Given records
============================================================

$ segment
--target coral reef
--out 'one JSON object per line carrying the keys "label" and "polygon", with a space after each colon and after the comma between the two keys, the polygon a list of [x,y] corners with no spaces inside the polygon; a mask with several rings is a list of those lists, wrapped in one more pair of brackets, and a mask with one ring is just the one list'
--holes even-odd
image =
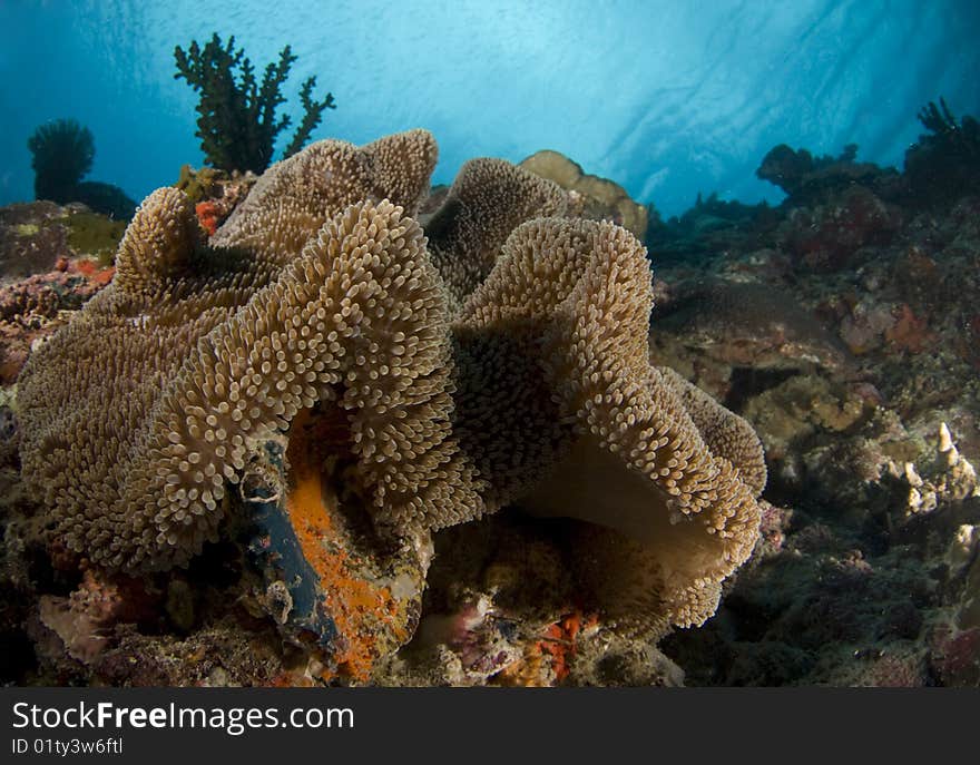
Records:
{"label": "coral reef", "polygon": [[[923,117],[966,124],[944,111]],[[825,159],[778,207],[709,197],[657,225],[656,278],[606,214],[508,163],[429,189],[424,133],[314,144],[251,192],[208,170],[194,200],[158,192],[81,311],[112,272],[72,253],[76,215],[4,210],[4,381],[60,328],[0,391],[3,679],[977,686],[980,206]],[[346,314],[315,318],[331,300]],[[156,326],[156,388],[94,405]],[[144,465],[110,520],[98,467],[38,496],[62,334],[112,361],[51,432],[121,435]],[[395,390],[408,359],[428,372]],[[150,514],[158,472],[189,482]],[[197,522],[214,541],[156,545]],[[137,570],[112,570],[126,546]]]}
{"label": "coral reef", "polygon": [[[278,63],[266,66],[262,82],[256,80],[244,49],[235,50],[234,36],[224,45],[215,33],[203,48],[196,40],[187,50],[177,46],[174,59],[174,79],[185,79],[199,96],[196,135],[207,164],[228,171],[265,170],[272,161],[276,136],[292,122],[288,115],[276,117],[276,109],[286,100],[282,87],[296,60],[290,46],[280,51]],[[283,153],[284,158],[310,140],[324,109],[336,108],[331,94],[314,100],[315,87],[316,77],[310,77],[300,89],[303,119]]]}
{"label": "coral reef", "polygon": [[[382,671],[419,622],[431,533],[509,504],[576,519],[579,597],[607,629],[709,617],[757,537],[762,448],[649,363],[645,249],[499,160],[461,170],[427,246],[410,215],[434,160],[421,130],[314,144],[209,239],[182,192],[148,197],[110,287],[18,382],[50,542],[146,577],[246,540],[255,601],[320,681]],[[42,625],[88,645],[63,622],[90,617],[46,602]],[[553,641],[578,634],[559,617],[520,651],[553,681]]]}
{"label": "coral reef", "polygon": [[548,149],[536,151],[522,160],[521,167],[535,175],[553,180],[567,192],[584,197],[586,217],[611,220],[643,242],[647,233],[647,208],[634,202],[621,186],[608,178],[587,175],[582,168],[564,154]]}
{"label": "coral reef", "polygon": [[919,111],[929,133],[905,151],[905,176],[920,205],[934,208],[980,193],[980,122],[967,115],[957,121],[945,100]]}
{"label": "coral reef", "polygon": [[40,126],[27,141],[35,170],[35,197],[59,204],[80,202],[117,220],[133,217],[136,203],[118,186],[82,180],[96,155],[91,130],[74,119]]}

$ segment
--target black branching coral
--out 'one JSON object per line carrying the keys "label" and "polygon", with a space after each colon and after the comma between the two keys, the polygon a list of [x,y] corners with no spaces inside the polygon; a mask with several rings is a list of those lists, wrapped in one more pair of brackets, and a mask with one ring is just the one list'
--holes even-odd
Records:
{"label": "black branching coral", "polygon": [[133,217],[136,203],[118,186],[82,180],[91,169],[96,145],[91,130],[74,119],[58,119],[28,138],[35,170],[35,197],[58,204],[80,202],[117,220]]}
{"label": "black branching coral", "polygon": [[957,121],[944,99],[919,111],[928,133],[905,151],[905,176],[917,204],[944,206],[980,192],[980,121]]}
{"label": "black branching coral", "polygon": [[27,147],[32,155],[35,196],[72,202],[72,189],[91,169],[96,156],[91,130],[74,119],[59,119],[35,130]]}
{"label": "black branching coral", "polygon": [[[222,43],[217,33],[203,48],[196,40],[185,51],[174,49],[177,63],[175,79],[185,79],[199,94],[197,102],[197,137],[205,160],[224,170],[262,173],[272,163],[275,140],[292,124],[288,115],[276,116],[285,102],[282,87],[296,60],[290,46],[280,52],[277,63],[270,63],[259,82],[255,68],[244,49],[235,50],[235,38]],[[286,147],[290,157],[310,139],[320,124],[324,109],[336,105],[332,94],[323,100],[313,98],[316,77],[310,77],[300,90],[303,119]]]}

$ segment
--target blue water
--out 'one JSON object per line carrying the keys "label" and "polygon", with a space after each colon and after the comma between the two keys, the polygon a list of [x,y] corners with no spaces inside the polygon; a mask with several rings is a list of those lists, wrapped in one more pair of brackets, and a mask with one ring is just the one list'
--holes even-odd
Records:
{"label": "blue water", "polygon": [[284,108],[308,75],[337,102],[316,138],[427,127],[435,182],[552,148],[668,215],[777,200],[753,173],[778,143],[901,165],[927,101],[980,112],[976,0],[0,0],[0,204],[32,198],[26,141],[59,117],[137,200],[200,165],[173,49],[214,31],[258,66],[292,45]]}

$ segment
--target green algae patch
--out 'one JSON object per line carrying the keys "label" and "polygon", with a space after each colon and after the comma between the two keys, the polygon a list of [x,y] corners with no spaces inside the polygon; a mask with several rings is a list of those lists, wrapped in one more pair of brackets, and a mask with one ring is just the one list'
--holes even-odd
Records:
{"label": "green algae patch", "polygon": [[68,245],[79,255],[90,255],[111,265],[127,220],[112,220],[98,213],[76,213],[58,220],[68,229]]}

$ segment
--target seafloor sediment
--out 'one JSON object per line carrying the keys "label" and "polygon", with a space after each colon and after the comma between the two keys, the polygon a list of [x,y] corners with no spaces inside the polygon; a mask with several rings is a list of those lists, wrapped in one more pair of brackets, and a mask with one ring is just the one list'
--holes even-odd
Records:
{"label": "seafloor sediment", "polygon": [[[252,496],[272,503],[264,533],[227,523],[184,568],[107,572],[68,549],[23,486],[17,380],[31,349],[110,282],[121,227],[77,206],[0,210],[2,680],[980,684],[970,464],[980,453],[980,195],[853,156],[794,175],[798,159],[776,153],[761,169],[790,194],[780,207],[710,198],[679,219],[650,216],[650,362],[747,420],[768,472],[752,557],[725,581],[714,617],[673,630],[614,624],[582,589],[579,558],[591,548],[580,522],[520,508],[437,531],[422,579],[404,550],[379,570],[363,519],[307,518],[277,547],[268,486]],[[238,183],[197,200],[207,233],[247,198],[252,180]],[[435,189],[422,203],[423,227],[444,198]],[[588,202],[596,218],[621,215]],[[105,415],[88,406],[87,416]],[[326,442],[334,424],[321,425]],[[296,480],[301,442],[271,443],[270,470],[288,464],[307,487]],[[342,494],[343,475],[337,468],[332,487],[310,480],[317,496]],[[346,610],[317,622],[301,598],[317,596],[270,577],[273,558],[301,578],[332,577],[325,597]],[[418,598],[398,597],[393,581]],[[330,659],[317,640],[333,641]]]}

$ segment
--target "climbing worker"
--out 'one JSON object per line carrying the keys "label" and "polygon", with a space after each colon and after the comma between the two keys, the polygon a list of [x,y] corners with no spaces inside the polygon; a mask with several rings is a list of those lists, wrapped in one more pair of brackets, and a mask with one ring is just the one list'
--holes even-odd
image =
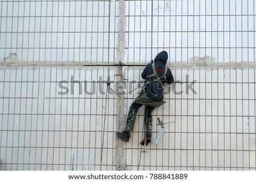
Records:
{"label": "climbing worker", "polygon": [[[163,101],[163,87],[164,83],[171,84],[174,81],[171,70],[166,66],[168,59],[168,53],[166,51],[160,52],[155,58],[154,63],[148,64],[142,73],[142,77],[146,80],[144,91],[147,97],[151,100],[157,101]],[[127,142],[130,137],[130,133],[133,130],[134,123],[139,108],[143,104],[134,101],[130,107],[126,120],[126,127],[122,132],[117,132],[116,135],[118,138]],[[146,139],[141,142],[141,144],[146,145],[151,141],[152,115],[155,107],[145,105],[144,121],[146,123]]]}

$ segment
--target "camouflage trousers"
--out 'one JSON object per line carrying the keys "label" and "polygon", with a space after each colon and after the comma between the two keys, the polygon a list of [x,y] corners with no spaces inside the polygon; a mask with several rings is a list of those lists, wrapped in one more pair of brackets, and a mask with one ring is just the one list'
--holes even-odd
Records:
{"label": "camouflage trousers", "polygon": [[[132,132],[134,127],[134,124],[139,108],[143,104],[133,103],[131,104],[126,120],[126,130],[129,132]],[[144,122],[146,124],[146,136],[147,137],[151,137],[152,130],[152,112],[155,107],[145,105],[145,110],[144,113]]]}

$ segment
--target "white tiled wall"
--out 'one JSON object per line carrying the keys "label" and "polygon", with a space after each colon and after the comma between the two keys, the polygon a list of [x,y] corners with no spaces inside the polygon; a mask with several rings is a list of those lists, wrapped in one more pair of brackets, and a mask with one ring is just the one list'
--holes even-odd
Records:
{"label": "white tiled wall", "polygon": [[[255,6],[2,1],[0,170],[115,170],[123,160],[130,170],[255,170]],[[120,98],[106,82],[133,90],[162,50],[177,83],[166,86],[141,153],[143,107],[130,141],[115,135],[139,90]],[[156,145],[158,117],[175,122]]]}

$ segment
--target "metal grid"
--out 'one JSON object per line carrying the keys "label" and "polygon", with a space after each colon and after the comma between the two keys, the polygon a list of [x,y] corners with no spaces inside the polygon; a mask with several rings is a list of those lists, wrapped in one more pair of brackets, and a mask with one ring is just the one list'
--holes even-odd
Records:
{"label": "metal grid", "polygon": [[[138,90],[103,92],[106,81],[135,88],[163,49],[183,83],[165,88],[139,169],[255,170],[254,1],[2,1],[0,9],[1,170],[137,170],[143,108],[130,141],[115,132]],[[187,89],[194,81],[196,94]],[[175,124],[156,145],[158,117]]]}

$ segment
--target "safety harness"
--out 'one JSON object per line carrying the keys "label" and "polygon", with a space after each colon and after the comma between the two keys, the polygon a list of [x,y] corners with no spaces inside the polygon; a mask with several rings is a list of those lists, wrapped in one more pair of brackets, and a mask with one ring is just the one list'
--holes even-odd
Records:
{"label": "safety harness", "polygon": [[150,75],[147,75],[146,78],[147,78],[147,79],[152,77],[154,77],[155,78],[153,81],[148,81],[147,83],[154,83],[158,82],[159,83],[163,84],[163,82],[162,82],[162,81],[166,80],[166,79],[167,78],[167,77],[166,77],[166,73],[167,72],[167,66],[166,66],[166,69],[164,70],[164,74],[162,75],[159,76],[159,75],[158,75],[158,73],[156,73],[156,70],[163,71],[163,70],[156,69],[154,63],[151,64],[151,65],[152,65],[152,69],[153,70],[154,73]]}

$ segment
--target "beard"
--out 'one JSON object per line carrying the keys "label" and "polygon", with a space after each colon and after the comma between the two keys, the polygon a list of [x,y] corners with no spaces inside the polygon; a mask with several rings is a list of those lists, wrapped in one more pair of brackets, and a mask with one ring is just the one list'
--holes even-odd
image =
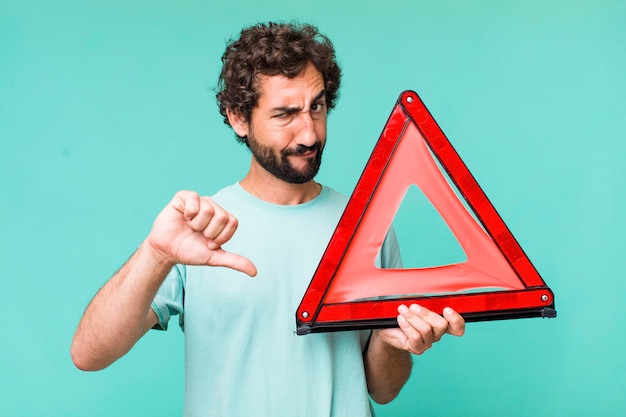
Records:
{"label": "beard", "polygon": [[[321,142],[315,142],[312,146],[298,145],[295,149],[284,149],[280,154],[277,154],[271,147],[259,143],[250,132],[247,144],[259,165],[276,178],[290,184],[304,184],[311,181],[317,175],[322,164],[324,146]],[[296,169],[289,162],[289,156],[302,155],[311,151],[317,152],[315,156],[306,159],[304,168]]]}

============================================================

Task requirements
Count how many lines in the items above contain the string "target", treating uppercase and lowercase letters as different. Reply with that number alone.

Solution to this problem
11